■ **CHALLENGE**
Pull out every line of the listing below that contains the word "door", copying each one in full.
....
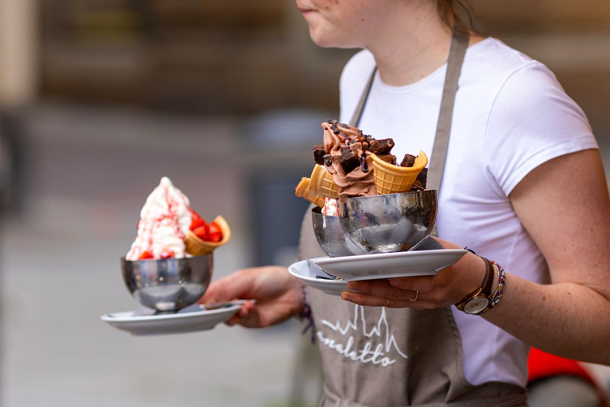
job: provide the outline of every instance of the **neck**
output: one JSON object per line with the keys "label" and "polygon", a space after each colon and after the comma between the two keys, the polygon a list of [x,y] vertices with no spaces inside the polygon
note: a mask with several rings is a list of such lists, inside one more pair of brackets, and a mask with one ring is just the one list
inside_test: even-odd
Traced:
{"label": "neck", "polygon": [[447,61],[451,34],[439,18],[434,2],[414,9],[405,7],[389,16],[381,26],[389,28],[371,36],[365,46],[388,85],[417,82]]}

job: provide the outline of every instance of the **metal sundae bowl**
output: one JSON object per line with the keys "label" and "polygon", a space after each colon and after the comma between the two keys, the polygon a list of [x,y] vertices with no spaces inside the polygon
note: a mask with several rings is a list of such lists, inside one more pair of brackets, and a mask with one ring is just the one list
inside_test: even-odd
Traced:
{"label": "metal sundae bowl", "polygon": [[350,198],[339,208],[346,235],[367,253],[404,251],[432,232],[436,190]]}
{"label": "metal sundae bowl", "polygon": [[183,259],[121,259],[123,278],[131,295],[158,312],[174,312],[195,303],[212,279],[212,254]]}
{"label": "metal sundae bowl", "polygon": [[347,237],[339,222],[338,216],[322,214],[321,208],[315,207],[311,210],[314,234],[318,244],[329,257],[341,257],[365,254],[366,251]]}

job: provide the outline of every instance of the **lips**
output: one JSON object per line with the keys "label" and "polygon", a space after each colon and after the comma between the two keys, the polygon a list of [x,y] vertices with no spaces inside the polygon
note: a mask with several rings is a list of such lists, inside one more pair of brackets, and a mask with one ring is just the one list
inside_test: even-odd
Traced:
{"label": "lips", "polygon": [[315,11],[315,9],[309,4],[304,4],[299,2],[296,2],[296,8],[301,13],[307,13],[309,12]]}

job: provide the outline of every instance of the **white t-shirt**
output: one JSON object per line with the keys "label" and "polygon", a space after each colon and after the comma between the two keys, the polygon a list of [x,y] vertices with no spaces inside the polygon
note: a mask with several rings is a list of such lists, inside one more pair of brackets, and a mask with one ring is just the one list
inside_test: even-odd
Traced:
{"label": "white t-shirt", "polygon": [[[351,118],[375,67],[362,51],[341,76],[340,121]],[[423,150],[436,134],[447,65],[406,86],[376,74],[359,124],[366,134],[392,137],[398,161]],[[543,283],[542,254],[517,217],[509,194],[532,170],[556,157],[597,148],[584,113],[544,65],[489,38],[466,52],[439,192],[439,236],[467,245],[508,272]],[[479,316],[453,308],[463,344],[463,369],[473,384],[525,386],[528,347]]]}

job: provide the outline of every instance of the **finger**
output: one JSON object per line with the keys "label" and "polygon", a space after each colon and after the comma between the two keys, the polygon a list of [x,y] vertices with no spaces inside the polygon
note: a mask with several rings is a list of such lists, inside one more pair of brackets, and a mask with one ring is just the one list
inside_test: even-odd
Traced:
{"label": "finger", "polygon": [[225,321],[224,323],[232,326],[237,323],[241,323],[244,318],[247,318],[248,315],[252,312],[254,308],[254,303],[251,301],[247,301],[242,304],[242,307],[237,311],[235,315]]}
{"label": "finger", "polygon": [[463,246],[460,246],[457,245],[453,242],[450,242],[449,240],[445,240],[444,239],[440,239],[440,237],[436,237],[434,236],[431,236],[432,239],[436,240],[437,242],[440,243],[441,246],[445,249],[463,249]]}
{"label": "finger", "polygon": [[210,284],[198,302],[210,304],[234,298],[247,298],[253,279],[251,273],[235,272]]}
{"label": "finger", "polygon": [[437,303],[426,300],[415,301],[409,300],[392,300],[382,297],[375,297],[361,293],[343,291],[341,293],[341,299],[358,305],[369,307],[386,307],[387,308],[413,308],[414,309],[429,309],[439,306]]}
{"label": "finger", "polygon": [[442,279],[436,276],[413,276],[411,277],[396,277],[390,279],[390,284],[402,290],[419,291],[429,293],[436,290],[442,283]]}
{"label": "finger", "polygon": [[394,287],[388,280],[356,281],[348,283],[347,287],[363,294],[382,297],[392,300],[412,300],[418,295],[415,290]]}

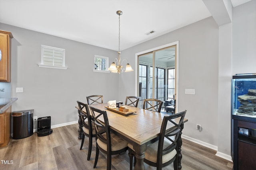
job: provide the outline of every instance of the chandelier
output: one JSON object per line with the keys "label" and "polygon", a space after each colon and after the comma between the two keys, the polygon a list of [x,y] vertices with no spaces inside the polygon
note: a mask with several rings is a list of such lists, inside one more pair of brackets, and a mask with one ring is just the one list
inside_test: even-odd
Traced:
{"label": "chandelier", "polygon": [[128,63],[127,60],[126,59],[123,59],[122,62],[121,61],[121,52],[120,51],[120,16],[123,14],[123,12],[121,11],[117,11],[116,12],[116,14],[119,16],[119,46],[118,46],[118,51],[117,52],[118,53],[118,59],[115,59],[114,62],[112,63],[110,66],[108,68],[108,70],[111,71],[111,72],[118,73],[120,74],[121,72],[124,72],[124,68],[123,66],[123,62],[126,61],[126,67],[125,68],[125,72],[129,72],[130,71],[133,71],[132,66]]}

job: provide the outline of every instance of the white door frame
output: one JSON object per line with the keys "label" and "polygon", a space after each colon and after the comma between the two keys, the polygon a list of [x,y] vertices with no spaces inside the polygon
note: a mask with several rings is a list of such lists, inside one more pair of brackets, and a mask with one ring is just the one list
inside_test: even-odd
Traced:
{"label": "white door frame", "polygon": [[176,77],[175,77],[175,81],[176,84],[175,84],[175,88],[176,91],[176,107],[175,112],[176,113],[178,113],[178,103],[179,103],[179,41],[174,42],[173,43],[170,43],[164,45],[162,45],[161,46],[155,48],[154,48],[151,49],[149,49],[148,50],[144,51],[137,53],[135,54],[135,96],[138,96],[138,56],[141,55],[142,54],[145,54],[150,52],[158,50],[161,49],[163,49],[168,47],[176,45],[176,57],[175,60],[175,73],[176,74]]}

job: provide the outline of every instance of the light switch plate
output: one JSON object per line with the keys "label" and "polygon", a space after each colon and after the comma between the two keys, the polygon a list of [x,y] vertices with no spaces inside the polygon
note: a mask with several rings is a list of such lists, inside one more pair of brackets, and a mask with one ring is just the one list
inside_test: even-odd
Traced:
{"label": "light switch plate", "polygon": [[23,93],[23,87],[17,87],[17,88],[16,88],[16,93]]}
{"label": "light switch plate", "polygon": [[185,94],[195,94],[195,89],[185,89]]}

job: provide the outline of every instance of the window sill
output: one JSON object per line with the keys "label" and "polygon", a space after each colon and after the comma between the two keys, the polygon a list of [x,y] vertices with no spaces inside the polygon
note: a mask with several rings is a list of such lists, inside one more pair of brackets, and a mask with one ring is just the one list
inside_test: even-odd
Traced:
{"label": "window sill", "polygon": [[110,72],[110,71],[106,71],[104,70],[93,70],[94,72],[105,72],[105,73],[109,73]]}
{"label": "window sill", "polygon": [[45,64],[38,64],[38,66],[39,67],[50,68],[63,69],[65,70],[66,70],[68,68],[68,67],[63,67],[61,66],[52,66],[50,65],[45,65]]}

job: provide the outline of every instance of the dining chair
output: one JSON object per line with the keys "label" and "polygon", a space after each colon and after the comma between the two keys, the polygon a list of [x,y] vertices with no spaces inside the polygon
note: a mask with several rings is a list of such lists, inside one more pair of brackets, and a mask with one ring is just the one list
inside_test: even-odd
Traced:
{"label": "dining chair", "polygon": [[126,96],[125,99],[125,105],[137,107],[140,99],[136,96]]}
{"label": "dining chair", "polygon": [[[88,154],[87,155],[87,160],[90,160],[92,152],[92,138],[96,136],[95,127],[94,122],[92,120],[90,116],[90,110],[88,105],[79,101],[77,101],[78,106],[78,113],[79,116],[82,120],[82,138],[81,143],[80,150],[81,150],[84,142],[84,136],[89,138],[89,146],[88,146]],[[85,108],[86,112],[83,109]]]}
{"label": "dining chair", "polygon": [[103,96],[101,95],[92,95],[86,97],[87,104],[89,105],[103,103]]}
{"label": "dining chair", "polygon": [[147,99],[143,100],[143,109],[160,113],[163,102],[156,99]]}
{"label": "dining chair", "polygon": [[[173,162],[174,169],[178,170],[177,141],[186,111],[185,110],[178,113],[164,117],[158,140],[148,146],[145,152],[144,160],[145,163],[156,167],[158,170]],[[176,123],[174,119],[178,118],[180,118],[179,122]],[[170,125],[172,125],[172,127],[169,128]],[[135,151],[131,144],[129,143],[128,147],[130,170],[132,170]]]}
{"label": "dining chair", "polygon": [[90,106],[96,131],[96,155],[93,166],[96,167],[99,152],[107,154],[107,170],[111,168],[111,155],[120,154],[128,149],[128,143],[110,132],[107,112]]}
....
■ **IN RESPONSE**
job: provide the outline of every instance of the white door frame
{"label": "white door frame", "polygon": [[176,77],[175,77],[175,81],[176,84],[175,84],[175,88],[176,91],[176,107],[175,112],[176,113],[178,113],[178,103],[179,103],[179,41],[174,42],[173,43],[170,43],[164,45],[162,45],[161,46],[155,48],[154,48],[151,49],[149,49],[148,50],[144,51],[137,53],[135,54],[135,96],[138,96],[138,56],[141,55],[142,54],[145,54],[150,52],[158,50],[161,49],[163,49],[168,47],[176,45],[176,57],[175,60],[175,73],[176,74]]}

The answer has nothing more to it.